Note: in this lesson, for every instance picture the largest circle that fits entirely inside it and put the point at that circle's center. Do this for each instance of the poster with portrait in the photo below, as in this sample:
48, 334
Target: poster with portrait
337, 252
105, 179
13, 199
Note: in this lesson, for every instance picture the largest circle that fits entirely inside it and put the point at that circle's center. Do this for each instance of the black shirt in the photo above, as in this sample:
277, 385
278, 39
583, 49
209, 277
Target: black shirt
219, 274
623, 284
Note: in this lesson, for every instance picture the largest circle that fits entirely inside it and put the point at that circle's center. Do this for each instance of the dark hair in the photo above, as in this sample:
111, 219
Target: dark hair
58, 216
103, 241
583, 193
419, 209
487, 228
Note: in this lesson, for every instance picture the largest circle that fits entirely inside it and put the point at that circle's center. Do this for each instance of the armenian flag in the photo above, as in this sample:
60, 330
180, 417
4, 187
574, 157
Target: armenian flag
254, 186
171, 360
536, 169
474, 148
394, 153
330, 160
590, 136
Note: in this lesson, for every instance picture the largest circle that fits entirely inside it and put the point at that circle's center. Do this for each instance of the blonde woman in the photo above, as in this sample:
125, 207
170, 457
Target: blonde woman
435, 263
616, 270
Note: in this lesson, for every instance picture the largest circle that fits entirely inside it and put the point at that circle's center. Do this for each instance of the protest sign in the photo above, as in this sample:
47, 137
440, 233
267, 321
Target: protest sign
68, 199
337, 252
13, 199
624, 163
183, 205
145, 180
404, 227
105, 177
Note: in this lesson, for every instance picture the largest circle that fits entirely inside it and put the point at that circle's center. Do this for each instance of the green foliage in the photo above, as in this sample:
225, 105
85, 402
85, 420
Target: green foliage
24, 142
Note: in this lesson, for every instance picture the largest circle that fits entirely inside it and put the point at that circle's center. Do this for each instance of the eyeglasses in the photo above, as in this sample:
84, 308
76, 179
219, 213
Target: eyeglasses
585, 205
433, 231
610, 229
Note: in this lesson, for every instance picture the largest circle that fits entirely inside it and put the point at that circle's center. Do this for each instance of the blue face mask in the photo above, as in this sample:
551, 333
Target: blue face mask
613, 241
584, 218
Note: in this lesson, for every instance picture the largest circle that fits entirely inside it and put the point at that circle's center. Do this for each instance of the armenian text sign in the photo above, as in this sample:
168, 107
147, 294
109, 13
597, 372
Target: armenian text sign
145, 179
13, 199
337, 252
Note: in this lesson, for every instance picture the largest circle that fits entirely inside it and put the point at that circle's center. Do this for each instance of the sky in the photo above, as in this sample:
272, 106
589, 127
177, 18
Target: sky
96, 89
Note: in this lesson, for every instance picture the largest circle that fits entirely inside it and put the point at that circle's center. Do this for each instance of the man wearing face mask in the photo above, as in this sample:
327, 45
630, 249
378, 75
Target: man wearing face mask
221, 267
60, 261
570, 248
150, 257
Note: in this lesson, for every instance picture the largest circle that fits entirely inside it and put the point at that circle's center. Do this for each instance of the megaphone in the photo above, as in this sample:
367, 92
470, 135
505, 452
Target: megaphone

——————

* **Exercise prompt**
Copy out every one of the rows above, word for word, with nothing changed.

* **Written solution**
Note: in this lesson, for every instance picture the largest circle that fits entirely inside it and put the point at that circle's center. Do this for each instance of the poster with portrait in the photo below, as in this sample:
48, 334
Target: poster with portrait
337, 252
105, 179
13, 199
Note: in this lesson, for every instance picture the largest circle that fits entirely inside it and put the point at that circle's center. Do this for each instance of the black shirt in the photo above, as in this sample:
277, 385
278, 39
583, 49
209, 277
Target: black shirt
219, 274
623, 284
Note: in this lesson, for every instance picture the largest circle that fits entirely inside it and put the point at that circle's center. Do this for each instance of the dark hair in the photo above, as in this sample:
111, 219
Target: dark hair
58, 216
103, 241
583, 193
419, 209
487, 228
Note: in this lesson, for every instance picture the largest circle that fits entirely inside it and put the point at that circle's center. Do this for each instance of the armenian flag in the photo above, as in this sample:
60, 330
180, 417
4, 187
574, 157
Target: armenian flag
254, 186
171, 360
536, 169
474, 148
394, 153
330, 160
590, 136
Note: in this lesson, for every instance picture the largest circle that fits entirely inside it and put the point at that circle's center. Do this for each instance of the blonde woman in the photo above, as in this sample:
125, 207
170, 457
Target: blonde woman
435, 263
616, 270
Note: in this lesson, for every instance picture the largest circle that fits entirely inside it and put the point at that circle's center. Do this for each instance of the protest sign in the photo above, as in this sample:
47, 137
440, 233
267, 321
Target: protest sign
68, 199
337, 252
13, 199
624, 163
183, 205
145, 180
404, 227
105, 177
Note: in this lesson, for every instance picture the largest circle that fits entirely inside it and put the point at that circle's center. Do this for each instance of the green foliage in the photo above, as in this sample:
225, 105
85, 402
85, 420
Target: green foliage
24, 142
Note: in this lesson, for every instance picture the largest circle that fits entirely inside it and put the point at that circle's center. Do this for each instance of the eyeglasses in the photo above, as in this sample:
84, 308
76, 179
219, 213
Target: eyeglasses
585, 205
433, 231
610, 229
Note: in this lesson, for every instance picture the largest circle that fits entirely inside it and put the point at that circle's center. Do this for each instance of the blue face mask in the photo above, as in this sample:
551, 333
Target: blue face mask
613, 241
584, 218
Note: in this lesson, for every instance picture the largest circle that fits entirely inside it and put the point at that circle's center. Do this for each instance of the armenian text sign in the photo above, as in this sample:
168, 107
147, 294
109, 13
597, 372
Target: armenian text sign
145, 179
13, 199
337, 252
Note: in this lesson, for every instance picture the largest circle that fits entirely inside it and put the point at that circle's center. Do this for each instance of the sky in the photo above, as in this sample:
272, 106
589, 127
177, 18
Target: sky
96, 89
Note: in this lesson, for every instance picture the largest circle that fits entirely inside it and put the point at that circle's center. Do this for each instance of the man wearing face mask in the photo above, as in this sample:
327, 45
630, 249
378, 75
Target: man wearing face mask
221, 267
60, 261
570, 248
150, 257
Note: in this lesson, for every instance picture the largest circle that fits entirely inside it and put the point at that circle's center. Do this for each instance of the megaphone in the photo above, as in this sample:
367, 92
470, 135
505, 452
Target: megaphone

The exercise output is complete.